O movimento homossexual e suas influências

Fernanda Marques


Os discursos e práticas adotados pelo movimento homossexual para influenciar as políticas públicas de enfrentamento da violência também foram analisados por Silvia. De acordo com a pesquisadora, a trajetória desse movimento no Brasil começa nos anos 80 com denúncias de agressões e de discriminações motivadas pela orientação sexual.


Essas denúncias, de fato, contribuíam para colocar em pauta o problema da homofobia, mas também criavam uma imagem de vitimização dos homossexuais que os afastava de uma postura mais propositiva sobre a temática. “O movimento permaneceu até o final dos anos 90 na perspectiva da denúncia, afirmando uma representação dos homossexuais como vítimas de uma violência que não podiam evitar”, diz Silvia. “É notável o contraste entre essa postura passiva no campo de propostas para a segurança pública e o vigor das práticas do ativismo homossexual na área da saúde, onde sua criatividade e suas reivindicações para o combate e a prevenção do HIV foram amplamente responsáveis pelo êxito das respostas brasileiras à epidemia de Aids”, compara.


A partir de meados da década de 90, ao mesmo tempo em que se multiplicavam as ONGs dedicadas à defesa da diversidade sexual, o movimento homossexual adquiriu novas configurações, motivadas por uma série de processos. O primeiro aconteceu no âmbito do Poder Legislativo, onde emergiram diferentes iniciativas para coibir a discriminação e ampliar os direitos dos homossexuais. O segundo foi a consolidação de um mercado de bens e serviços destinados a homossexuais. O terceiro consistiu na adoção de uma política de visibilidade maciça para o movimento, materializada nas paradas do Orgulho GLBT (sigla usada para designar gays, lésbicas, bissexuais e transgêneros). O quarto processo, por fim, diz respeito à aproximação do movimento com o ambiente acadêmico e universitário.


É nesse cenário que ocorre a primeira experiência de política pública voltada aos homossexuais na esfera da segurança pública: o Disque Defesa Homossexual, criado em 1999 na Secretaria de Segurança do Estado do Rio de Janeiro. “A análise dos primeiros 500 casos atendidos por esse programa revelou a intensidade de dinâmicas cotidianas e silenciosas de homofobia”, lembra Silvia. Além disso, pesquisas realizadas nas Paradas do Orgulho GLBT mostraram que, embora mais de 60% dos entrevistados relatassem já ter sofrido alguma experiência homofóbica, somente 10% haviam registrado a ocorrência na polícia. “Está claro o descompasso entre a alta incidência de vivências homofóbicas e as ainda tímidas demandas por políticas de segurança e justiça”, ressalta Silvia.

> [Dados apresentados]
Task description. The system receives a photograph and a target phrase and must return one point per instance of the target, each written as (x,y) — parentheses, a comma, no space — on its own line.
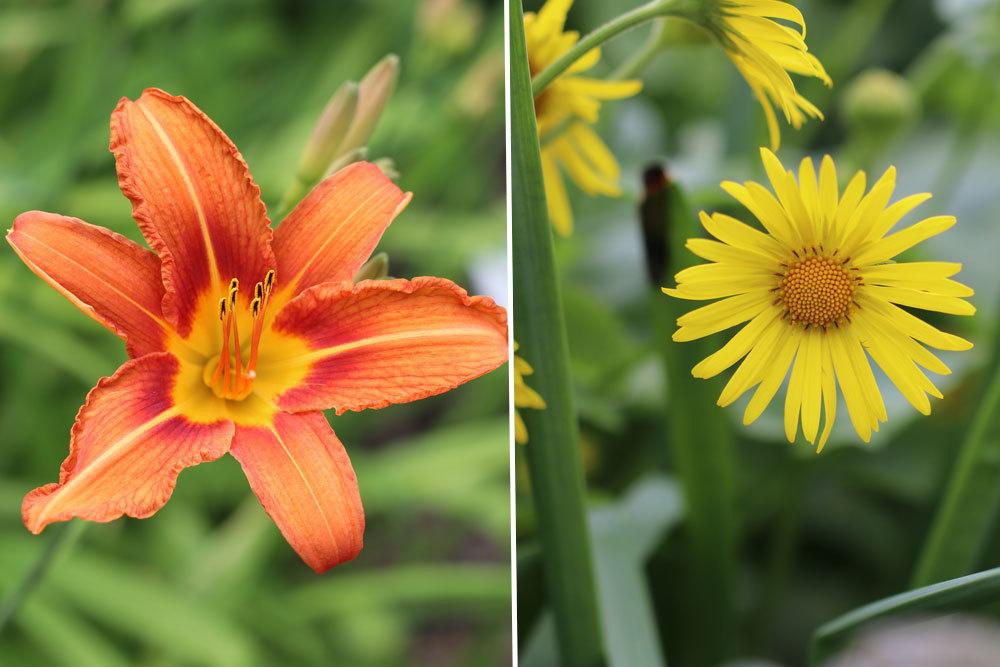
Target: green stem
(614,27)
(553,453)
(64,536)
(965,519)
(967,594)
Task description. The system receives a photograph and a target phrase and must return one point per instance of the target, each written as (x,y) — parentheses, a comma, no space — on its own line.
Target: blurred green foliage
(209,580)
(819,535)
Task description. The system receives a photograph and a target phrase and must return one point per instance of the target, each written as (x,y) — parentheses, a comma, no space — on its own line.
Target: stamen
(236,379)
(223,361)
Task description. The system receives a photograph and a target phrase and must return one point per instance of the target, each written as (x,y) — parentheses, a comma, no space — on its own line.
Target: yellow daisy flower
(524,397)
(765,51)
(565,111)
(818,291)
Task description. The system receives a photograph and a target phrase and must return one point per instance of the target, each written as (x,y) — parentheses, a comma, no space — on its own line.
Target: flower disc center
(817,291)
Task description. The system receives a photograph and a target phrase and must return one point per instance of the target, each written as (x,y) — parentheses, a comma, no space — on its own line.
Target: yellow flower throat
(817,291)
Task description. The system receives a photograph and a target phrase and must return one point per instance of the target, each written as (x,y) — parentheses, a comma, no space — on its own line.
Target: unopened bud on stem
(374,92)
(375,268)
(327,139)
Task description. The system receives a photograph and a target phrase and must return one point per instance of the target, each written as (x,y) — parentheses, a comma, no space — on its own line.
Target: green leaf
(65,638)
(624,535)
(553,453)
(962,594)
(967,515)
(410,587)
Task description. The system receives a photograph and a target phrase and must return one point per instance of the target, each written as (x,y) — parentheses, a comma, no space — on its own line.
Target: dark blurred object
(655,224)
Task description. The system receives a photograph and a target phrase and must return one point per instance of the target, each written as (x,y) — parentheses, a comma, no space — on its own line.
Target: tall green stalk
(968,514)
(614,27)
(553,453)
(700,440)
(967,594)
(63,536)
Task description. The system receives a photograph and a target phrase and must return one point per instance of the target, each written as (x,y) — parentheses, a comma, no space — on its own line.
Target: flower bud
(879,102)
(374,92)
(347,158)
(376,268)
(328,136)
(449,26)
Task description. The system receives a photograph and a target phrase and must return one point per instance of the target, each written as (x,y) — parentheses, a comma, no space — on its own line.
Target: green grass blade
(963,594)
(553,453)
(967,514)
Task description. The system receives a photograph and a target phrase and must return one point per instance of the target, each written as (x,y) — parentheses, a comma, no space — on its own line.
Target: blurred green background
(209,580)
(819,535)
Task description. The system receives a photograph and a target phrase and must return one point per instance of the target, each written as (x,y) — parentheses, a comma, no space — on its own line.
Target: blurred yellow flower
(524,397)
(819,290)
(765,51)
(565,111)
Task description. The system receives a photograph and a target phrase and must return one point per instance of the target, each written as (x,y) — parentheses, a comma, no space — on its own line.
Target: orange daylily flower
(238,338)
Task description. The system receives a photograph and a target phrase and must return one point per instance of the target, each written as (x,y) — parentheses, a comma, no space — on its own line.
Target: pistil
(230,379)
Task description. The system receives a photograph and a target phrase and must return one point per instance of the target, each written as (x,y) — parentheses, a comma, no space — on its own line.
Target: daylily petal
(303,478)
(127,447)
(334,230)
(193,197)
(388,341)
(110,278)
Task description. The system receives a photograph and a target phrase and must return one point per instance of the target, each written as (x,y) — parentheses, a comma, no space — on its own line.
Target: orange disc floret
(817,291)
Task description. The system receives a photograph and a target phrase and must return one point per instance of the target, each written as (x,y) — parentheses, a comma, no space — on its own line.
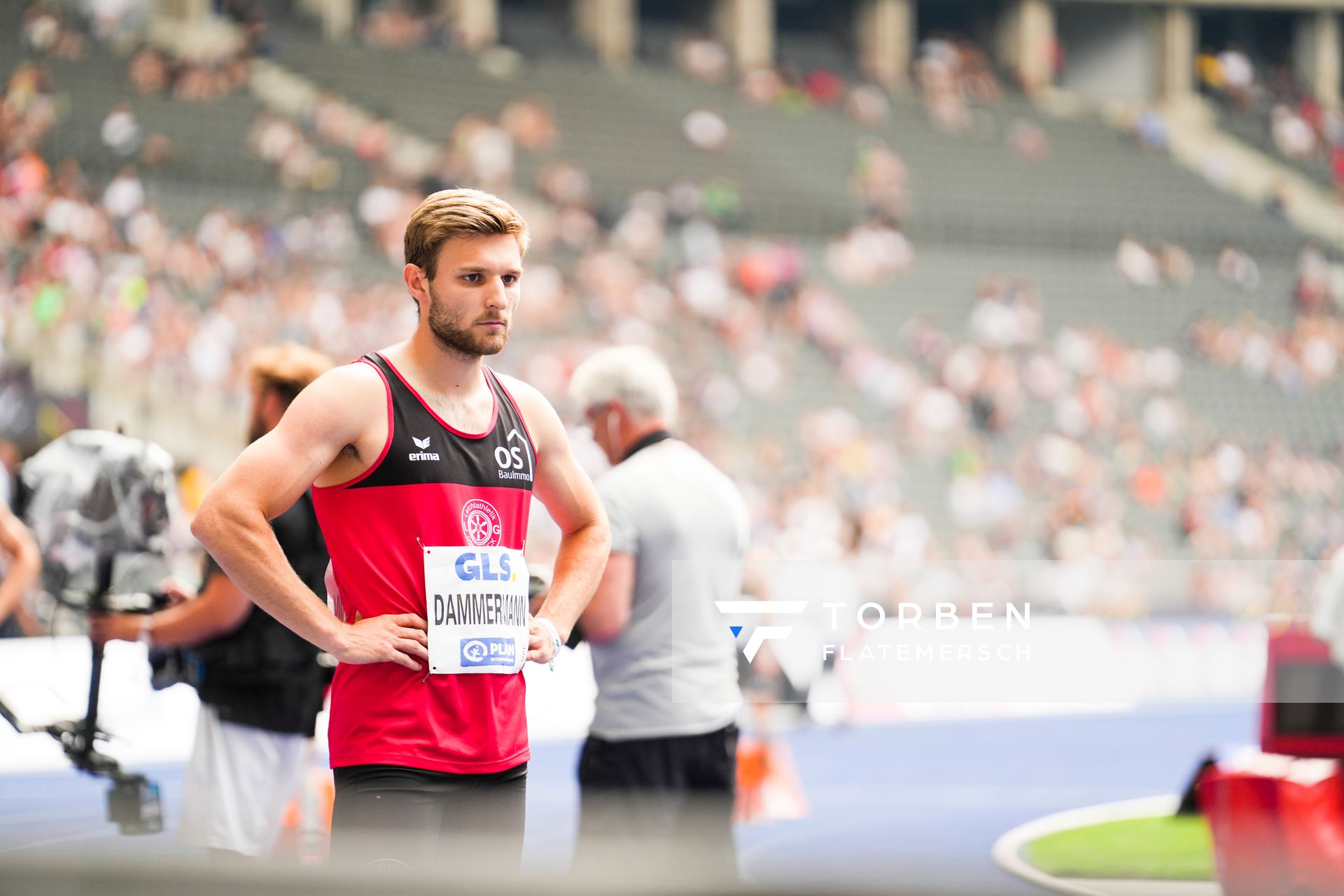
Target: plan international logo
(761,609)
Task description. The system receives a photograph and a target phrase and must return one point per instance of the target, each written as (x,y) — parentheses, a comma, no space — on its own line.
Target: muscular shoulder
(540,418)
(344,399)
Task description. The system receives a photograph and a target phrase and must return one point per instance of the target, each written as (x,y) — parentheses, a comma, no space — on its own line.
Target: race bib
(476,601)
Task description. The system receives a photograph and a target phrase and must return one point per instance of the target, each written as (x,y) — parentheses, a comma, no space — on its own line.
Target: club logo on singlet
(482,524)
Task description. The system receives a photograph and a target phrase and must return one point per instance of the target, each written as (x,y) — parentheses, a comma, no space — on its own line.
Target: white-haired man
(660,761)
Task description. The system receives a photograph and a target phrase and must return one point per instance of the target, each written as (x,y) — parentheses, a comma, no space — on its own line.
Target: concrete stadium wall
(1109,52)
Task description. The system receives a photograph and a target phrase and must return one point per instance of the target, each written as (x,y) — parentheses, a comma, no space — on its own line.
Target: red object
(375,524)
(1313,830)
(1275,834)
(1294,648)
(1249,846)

--

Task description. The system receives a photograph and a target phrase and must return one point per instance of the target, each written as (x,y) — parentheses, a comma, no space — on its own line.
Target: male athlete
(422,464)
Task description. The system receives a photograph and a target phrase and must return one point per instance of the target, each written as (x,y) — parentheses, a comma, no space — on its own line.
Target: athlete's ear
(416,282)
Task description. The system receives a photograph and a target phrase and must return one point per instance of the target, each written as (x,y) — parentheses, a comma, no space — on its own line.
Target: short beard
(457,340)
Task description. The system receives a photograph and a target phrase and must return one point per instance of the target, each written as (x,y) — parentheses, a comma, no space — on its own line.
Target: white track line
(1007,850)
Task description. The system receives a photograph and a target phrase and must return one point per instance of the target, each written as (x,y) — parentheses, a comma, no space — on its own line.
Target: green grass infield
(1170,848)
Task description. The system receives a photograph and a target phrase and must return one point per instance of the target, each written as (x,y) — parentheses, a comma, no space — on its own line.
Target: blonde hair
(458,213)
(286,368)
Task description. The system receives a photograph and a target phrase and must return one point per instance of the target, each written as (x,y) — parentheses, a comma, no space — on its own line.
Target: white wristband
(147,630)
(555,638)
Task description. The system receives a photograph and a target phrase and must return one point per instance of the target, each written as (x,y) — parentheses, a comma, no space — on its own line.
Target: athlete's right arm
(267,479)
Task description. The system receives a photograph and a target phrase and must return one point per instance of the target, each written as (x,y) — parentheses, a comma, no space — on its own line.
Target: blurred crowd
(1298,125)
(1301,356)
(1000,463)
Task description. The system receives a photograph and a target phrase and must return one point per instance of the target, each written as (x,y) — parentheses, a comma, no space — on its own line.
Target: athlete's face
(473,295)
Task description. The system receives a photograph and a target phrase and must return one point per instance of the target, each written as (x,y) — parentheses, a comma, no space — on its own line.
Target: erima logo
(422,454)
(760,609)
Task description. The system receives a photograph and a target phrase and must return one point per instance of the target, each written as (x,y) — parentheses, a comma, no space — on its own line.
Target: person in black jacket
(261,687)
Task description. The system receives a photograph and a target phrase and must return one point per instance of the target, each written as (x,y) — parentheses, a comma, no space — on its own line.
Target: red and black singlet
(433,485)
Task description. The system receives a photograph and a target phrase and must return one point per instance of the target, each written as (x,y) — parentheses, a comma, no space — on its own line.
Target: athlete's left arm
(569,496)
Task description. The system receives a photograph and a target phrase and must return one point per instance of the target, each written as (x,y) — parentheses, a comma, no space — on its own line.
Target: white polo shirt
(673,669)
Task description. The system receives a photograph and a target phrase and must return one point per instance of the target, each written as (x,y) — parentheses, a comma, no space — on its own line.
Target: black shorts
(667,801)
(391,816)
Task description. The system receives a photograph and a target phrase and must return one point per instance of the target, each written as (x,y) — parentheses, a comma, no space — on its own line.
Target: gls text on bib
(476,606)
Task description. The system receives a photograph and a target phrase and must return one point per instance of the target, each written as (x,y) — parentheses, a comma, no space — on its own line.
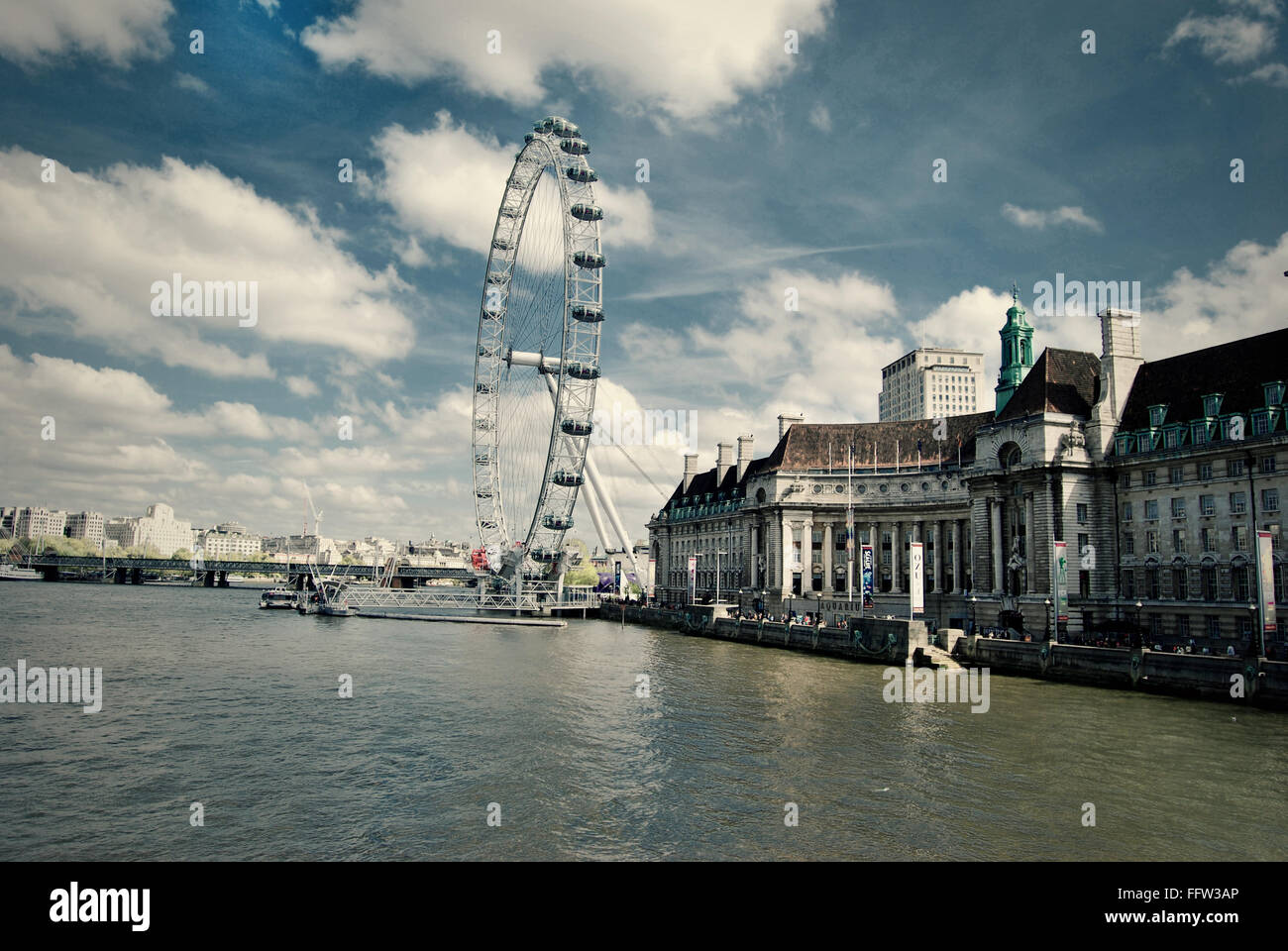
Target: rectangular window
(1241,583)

> [Exercícios]
A. Traduza para o inglês, por favor, esta frase do texto sobre o movimento homossexual: "O segundo foi a consolidação de um mercado de bens e serviços destinados a homossexuais."
B. Reproduza fielmente uma parte do texto sobre o movimento homossexual: comece nas palavras "Fernanda Marques" e pare depois de "pela orientação sexual.".
C. Segundo o texto sobre o movimento homossexual, em que ano foi criado o Disque Defesa Homossexual?

> [Respostas]
A. The second was the consolidation of a market for goods and services aimed at homosexuals.

B.
Fernanda Marques


Os discursos e práticas adotados pelo movimento homossexual para influenciar as políticas públicas de enfrentamento da violência também foram analisados por Silvia. De acordo com a pesquisadora, a trajetória desse movimento no Brasil começa nos anos 80 com denúncias de agressões e de discriminações motivadas pela orientação sexual.

C. Em 1999.